- Records shown -
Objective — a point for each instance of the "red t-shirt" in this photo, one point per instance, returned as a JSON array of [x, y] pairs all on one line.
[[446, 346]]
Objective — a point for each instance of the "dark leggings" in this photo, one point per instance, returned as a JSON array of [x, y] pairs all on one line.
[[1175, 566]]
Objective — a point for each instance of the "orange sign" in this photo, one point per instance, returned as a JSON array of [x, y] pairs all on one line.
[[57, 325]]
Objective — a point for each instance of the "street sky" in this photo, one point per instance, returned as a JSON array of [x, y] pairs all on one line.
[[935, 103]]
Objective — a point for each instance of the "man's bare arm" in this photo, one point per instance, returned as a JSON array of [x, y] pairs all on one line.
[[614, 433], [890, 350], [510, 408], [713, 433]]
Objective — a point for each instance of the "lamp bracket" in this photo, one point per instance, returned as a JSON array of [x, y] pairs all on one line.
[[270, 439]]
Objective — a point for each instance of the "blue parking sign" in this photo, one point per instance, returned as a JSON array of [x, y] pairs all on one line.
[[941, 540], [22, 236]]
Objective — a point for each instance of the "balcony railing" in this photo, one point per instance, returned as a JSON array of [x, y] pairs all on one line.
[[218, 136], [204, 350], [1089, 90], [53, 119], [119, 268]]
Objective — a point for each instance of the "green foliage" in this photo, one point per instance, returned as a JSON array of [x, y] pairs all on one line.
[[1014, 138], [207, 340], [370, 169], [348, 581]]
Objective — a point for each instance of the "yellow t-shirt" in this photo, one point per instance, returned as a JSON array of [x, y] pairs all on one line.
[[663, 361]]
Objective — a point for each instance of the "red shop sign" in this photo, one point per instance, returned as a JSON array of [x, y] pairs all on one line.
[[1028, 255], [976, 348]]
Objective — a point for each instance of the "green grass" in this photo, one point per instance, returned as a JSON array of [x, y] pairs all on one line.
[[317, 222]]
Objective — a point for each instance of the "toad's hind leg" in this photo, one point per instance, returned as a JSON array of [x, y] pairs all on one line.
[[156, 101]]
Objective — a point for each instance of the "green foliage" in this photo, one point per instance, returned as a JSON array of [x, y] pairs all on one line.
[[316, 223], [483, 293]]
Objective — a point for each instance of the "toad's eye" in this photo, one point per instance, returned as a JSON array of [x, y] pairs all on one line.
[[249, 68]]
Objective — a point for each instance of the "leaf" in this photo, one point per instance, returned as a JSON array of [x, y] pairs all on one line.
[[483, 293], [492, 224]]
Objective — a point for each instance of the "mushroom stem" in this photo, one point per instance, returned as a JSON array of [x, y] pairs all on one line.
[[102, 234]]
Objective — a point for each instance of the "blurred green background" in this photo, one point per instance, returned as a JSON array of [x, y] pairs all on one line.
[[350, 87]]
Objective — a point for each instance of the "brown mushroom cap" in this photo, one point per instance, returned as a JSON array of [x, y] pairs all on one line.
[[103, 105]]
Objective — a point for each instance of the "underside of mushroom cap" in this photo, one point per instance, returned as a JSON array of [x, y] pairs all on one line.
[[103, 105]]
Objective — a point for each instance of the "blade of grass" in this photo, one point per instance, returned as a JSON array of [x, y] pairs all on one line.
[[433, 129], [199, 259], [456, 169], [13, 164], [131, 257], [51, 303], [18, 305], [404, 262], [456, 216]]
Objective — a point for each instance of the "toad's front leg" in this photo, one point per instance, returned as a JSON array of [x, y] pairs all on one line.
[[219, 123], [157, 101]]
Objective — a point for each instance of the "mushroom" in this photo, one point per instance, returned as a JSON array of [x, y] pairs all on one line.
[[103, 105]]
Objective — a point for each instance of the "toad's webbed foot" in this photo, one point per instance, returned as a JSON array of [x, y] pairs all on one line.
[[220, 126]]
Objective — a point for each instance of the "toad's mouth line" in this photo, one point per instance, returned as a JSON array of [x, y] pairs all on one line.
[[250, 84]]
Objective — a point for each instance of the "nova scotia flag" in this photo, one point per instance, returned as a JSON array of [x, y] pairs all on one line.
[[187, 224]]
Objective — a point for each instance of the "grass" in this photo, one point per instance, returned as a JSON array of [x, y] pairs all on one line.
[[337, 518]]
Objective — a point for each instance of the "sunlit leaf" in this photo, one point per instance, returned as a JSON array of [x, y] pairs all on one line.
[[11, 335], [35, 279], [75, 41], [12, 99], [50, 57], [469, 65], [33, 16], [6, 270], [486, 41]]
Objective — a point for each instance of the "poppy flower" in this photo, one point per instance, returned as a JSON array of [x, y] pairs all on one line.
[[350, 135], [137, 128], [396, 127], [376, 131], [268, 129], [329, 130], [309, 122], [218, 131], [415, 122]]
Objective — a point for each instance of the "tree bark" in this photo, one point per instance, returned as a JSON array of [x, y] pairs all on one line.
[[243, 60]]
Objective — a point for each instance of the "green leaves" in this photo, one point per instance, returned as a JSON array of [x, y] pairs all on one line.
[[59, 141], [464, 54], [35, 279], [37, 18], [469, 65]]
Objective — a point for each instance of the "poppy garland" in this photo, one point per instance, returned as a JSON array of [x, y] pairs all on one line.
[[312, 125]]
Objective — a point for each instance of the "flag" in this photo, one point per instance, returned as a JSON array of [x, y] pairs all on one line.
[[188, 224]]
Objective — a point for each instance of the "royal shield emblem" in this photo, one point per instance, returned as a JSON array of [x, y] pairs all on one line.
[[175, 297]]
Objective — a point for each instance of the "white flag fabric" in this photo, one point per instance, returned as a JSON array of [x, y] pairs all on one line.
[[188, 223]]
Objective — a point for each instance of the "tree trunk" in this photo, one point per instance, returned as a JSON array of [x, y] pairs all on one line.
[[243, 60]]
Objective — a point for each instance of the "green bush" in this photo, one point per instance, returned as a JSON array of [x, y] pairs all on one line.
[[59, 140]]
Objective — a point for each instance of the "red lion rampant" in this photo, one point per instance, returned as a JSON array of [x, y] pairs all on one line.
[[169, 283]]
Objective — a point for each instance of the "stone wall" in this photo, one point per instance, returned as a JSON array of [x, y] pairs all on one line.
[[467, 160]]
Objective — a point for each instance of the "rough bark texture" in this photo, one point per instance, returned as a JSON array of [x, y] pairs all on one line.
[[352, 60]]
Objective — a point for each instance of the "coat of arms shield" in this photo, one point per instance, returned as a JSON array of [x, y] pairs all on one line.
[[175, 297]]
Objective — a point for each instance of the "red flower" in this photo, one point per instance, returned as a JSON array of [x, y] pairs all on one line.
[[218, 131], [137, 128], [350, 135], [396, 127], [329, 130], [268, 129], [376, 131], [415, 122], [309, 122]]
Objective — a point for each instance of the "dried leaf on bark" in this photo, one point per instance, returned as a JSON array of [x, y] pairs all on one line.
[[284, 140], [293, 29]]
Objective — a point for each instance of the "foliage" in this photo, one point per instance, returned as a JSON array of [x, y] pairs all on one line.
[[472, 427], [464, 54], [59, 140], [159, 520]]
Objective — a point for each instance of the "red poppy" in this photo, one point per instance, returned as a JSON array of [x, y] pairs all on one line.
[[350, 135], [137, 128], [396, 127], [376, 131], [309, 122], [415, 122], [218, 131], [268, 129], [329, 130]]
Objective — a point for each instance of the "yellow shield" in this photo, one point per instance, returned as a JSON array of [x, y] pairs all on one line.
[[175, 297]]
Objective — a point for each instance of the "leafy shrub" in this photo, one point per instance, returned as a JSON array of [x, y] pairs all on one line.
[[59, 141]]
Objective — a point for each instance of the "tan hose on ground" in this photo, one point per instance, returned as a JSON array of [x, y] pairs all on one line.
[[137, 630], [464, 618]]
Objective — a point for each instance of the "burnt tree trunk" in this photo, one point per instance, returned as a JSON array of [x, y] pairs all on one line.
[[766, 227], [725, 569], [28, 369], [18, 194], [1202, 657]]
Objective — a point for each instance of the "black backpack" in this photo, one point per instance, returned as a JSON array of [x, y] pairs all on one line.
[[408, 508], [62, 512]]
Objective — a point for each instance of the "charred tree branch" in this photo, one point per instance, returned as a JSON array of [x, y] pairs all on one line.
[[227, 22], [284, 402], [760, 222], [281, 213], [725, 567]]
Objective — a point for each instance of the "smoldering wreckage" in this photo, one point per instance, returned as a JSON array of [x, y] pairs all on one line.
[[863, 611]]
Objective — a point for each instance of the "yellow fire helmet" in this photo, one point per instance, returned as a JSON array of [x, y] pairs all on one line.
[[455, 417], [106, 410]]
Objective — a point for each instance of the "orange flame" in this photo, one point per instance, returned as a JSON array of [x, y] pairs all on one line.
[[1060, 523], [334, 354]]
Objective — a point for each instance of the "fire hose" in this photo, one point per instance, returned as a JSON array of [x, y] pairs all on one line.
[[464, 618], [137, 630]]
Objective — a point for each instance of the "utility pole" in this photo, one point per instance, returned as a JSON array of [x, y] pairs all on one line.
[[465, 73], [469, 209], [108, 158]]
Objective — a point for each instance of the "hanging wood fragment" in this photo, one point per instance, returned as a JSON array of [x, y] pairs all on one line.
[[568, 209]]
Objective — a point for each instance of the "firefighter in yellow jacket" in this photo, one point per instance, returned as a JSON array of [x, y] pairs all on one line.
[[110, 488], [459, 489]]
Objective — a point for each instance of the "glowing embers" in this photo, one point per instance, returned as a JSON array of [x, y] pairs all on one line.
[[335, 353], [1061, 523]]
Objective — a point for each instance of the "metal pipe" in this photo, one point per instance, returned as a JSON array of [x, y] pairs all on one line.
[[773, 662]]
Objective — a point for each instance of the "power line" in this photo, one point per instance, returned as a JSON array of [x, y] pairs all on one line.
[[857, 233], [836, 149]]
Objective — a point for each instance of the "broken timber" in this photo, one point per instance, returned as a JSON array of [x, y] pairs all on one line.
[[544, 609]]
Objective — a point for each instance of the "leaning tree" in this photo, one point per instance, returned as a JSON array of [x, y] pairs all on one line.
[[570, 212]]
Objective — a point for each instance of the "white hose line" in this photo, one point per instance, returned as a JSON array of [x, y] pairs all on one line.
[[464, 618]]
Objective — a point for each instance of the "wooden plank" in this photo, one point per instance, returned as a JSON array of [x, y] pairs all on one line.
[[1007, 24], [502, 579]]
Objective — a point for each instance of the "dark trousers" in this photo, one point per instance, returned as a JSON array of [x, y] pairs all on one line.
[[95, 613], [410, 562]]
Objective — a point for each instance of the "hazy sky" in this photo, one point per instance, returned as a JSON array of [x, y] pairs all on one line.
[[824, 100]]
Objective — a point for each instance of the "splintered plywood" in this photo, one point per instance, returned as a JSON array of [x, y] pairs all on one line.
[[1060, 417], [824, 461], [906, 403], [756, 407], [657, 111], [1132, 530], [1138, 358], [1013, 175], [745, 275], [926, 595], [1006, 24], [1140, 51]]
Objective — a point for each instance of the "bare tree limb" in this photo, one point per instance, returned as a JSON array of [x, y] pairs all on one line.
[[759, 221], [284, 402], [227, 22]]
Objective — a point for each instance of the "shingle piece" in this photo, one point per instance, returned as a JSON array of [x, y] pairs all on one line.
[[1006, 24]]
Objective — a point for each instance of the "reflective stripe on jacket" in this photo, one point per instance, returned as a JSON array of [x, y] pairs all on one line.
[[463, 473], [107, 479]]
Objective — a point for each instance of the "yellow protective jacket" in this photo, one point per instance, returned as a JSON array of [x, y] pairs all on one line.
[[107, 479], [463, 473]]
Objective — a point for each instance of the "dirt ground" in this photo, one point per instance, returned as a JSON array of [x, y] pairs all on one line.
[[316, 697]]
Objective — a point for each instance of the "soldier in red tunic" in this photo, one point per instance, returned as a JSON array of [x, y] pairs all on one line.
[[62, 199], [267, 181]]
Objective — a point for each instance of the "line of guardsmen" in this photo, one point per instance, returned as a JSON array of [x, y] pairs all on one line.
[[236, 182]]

- The request -
Repeat, word for word, the stretch of the data from its first line through the line containing "[[446, 346]]".

- Answer to the problem -
Objective — a point for each instance of the "red t-shirt" in this photo, one point per instance, returned as a JSON array of [x, y] pairs all on one line.
[[446, 346]]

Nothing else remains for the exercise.